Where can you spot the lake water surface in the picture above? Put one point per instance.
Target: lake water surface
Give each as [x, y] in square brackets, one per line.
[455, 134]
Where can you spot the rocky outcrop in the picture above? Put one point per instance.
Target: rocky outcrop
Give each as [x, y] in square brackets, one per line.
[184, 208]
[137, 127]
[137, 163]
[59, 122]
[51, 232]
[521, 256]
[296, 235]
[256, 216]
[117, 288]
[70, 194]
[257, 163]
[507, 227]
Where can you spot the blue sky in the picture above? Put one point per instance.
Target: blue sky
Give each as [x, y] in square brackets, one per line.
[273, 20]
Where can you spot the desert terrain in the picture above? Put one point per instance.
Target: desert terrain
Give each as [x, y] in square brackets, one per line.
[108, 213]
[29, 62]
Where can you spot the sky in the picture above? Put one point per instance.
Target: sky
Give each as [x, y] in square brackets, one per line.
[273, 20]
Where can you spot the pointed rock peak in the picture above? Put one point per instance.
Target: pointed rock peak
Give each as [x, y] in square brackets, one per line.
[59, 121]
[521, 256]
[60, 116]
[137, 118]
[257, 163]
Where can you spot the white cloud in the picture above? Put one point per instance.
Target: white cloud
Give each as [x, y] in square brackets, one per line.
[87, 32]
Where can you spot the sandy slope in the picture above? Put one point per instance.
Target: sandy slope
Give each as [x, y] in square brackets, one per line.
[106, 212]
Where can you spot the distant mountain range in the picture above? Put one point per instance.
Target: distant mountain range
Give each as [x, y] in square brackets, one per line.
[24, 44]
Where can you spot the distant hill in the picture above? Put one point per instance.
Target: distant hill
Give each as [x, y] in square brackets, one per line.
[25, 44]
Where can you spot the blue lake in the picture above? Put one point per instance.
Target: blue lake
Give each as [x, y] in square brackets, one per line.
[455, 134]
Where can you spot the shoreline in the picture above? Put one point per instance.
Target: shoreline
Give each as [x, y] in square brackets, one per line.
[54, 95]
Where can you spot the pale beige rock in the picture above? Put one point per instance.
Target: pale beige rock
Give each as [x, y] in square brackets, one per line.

================================

Give again, word for word, the lines of the listing, starting at its first line and ending with the line containing "Target: desert terrain".

▶ [EXPECTED ANSWER]
Where can you spot the lake water surface in the picture above? Put one point per instance.
Target: lake water surface
Give each as [x, y] in square brackets, one per line.
[455, 134]
Where can you spot the rocky outcrop in the picture above? Put one point per instance.
Target: rocky outcrop
Give each as [x, y] in square brackets, one per line.
[184, 208]
[137, 127]
[137, 163]
[59, 122]
[51, 232]
[521, 256]
[296, 235]
[256, 216]
[117, 288]
[70, 194]
[257, 163]
[507, 227]
Where can you spot the blue sky in the picture above? Put one point per instance.
Target: blue sky
Give each as [x, y] in square brackets, one per line.
[273, 20]
Where can you spot the desert terrain in the picture above? Put one point per instance.
Target: desert terrain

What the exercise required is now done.